══ ARTIKEL ══

«wir eltern»
Mamaversum
Die Stadt eine Todesfalle
Unsere Kolumnistin Maja Zivadinovic ist es leid, dauernd gefragt zu werden, wann sie endlich raus aufs Land zieht.
Ich bin nicht nur hässig. Ich verliere auch langsam die Geduld. Der Grund: Mein Partner, unser Sohn und ich suchen eine neue Wohnung in der Stadt Zürich. Das, obwohl unsere grandios ist. 4,5 Zimmer auf 125 Quadratmetern. Zwei Badezimmer. Ein Reduit. XL-Loggia. Steamer. Schischi. Alles da. Als wir vor fünf Jahren einzogen, war die Miete rund 500 Franken niedriger. Auch mussten wir damals noch keine Kita zahlen.

═══

## [ANWEISUNGEN]
**A.** Schreiben Sie den Abschnitt des Artikels von „Ich bin nicht“ bis einschließlich „keine Kita zahlen.“ wortgetreu ab.
**B.** Um wie viel war die Miete laut dem Artikel niedriger, als die Familie vor fünf Jahren einzog?
Stützen Sie sich ausschließlich auf den Artikel.

══ BEREITGESTELLTES MATERIAL ══

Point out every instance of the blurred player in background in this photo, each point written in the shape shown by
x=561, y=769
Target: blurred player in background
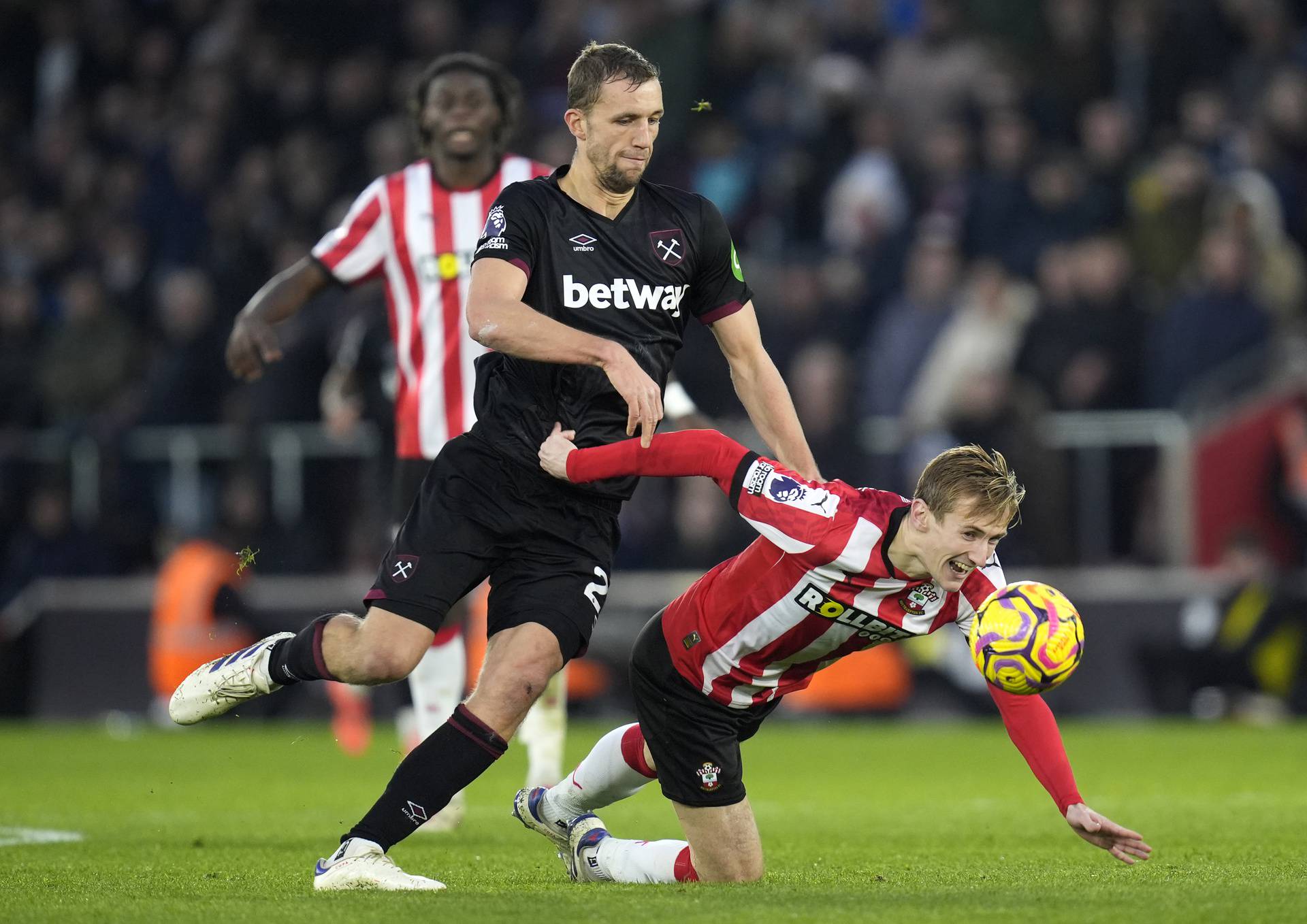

═══

## [LÖSUNGEN NACH AUFGABEN]
**A.**
Ich bin nicht nur hässig. Ich verliere auch langsam die Geduld. Der Grund: Mein Partner, unser Sohn und ich suchen eine neue Wohnung in der Stadt Zürich. Das, obwohl unsere grandios ist. 4,5 Zimmer auf 125 Quadratmetern. Zwei Badezimmer. Ein Reduit. XL-Loggia. Steamer. Schischi. Alles da. Als wir vor fünf Jahren einzogen, war die Miete rund 500 Franken niedriger. Auch mussten wir damals noch keine Kita zahlen.

**B.** Rund 500 Franken.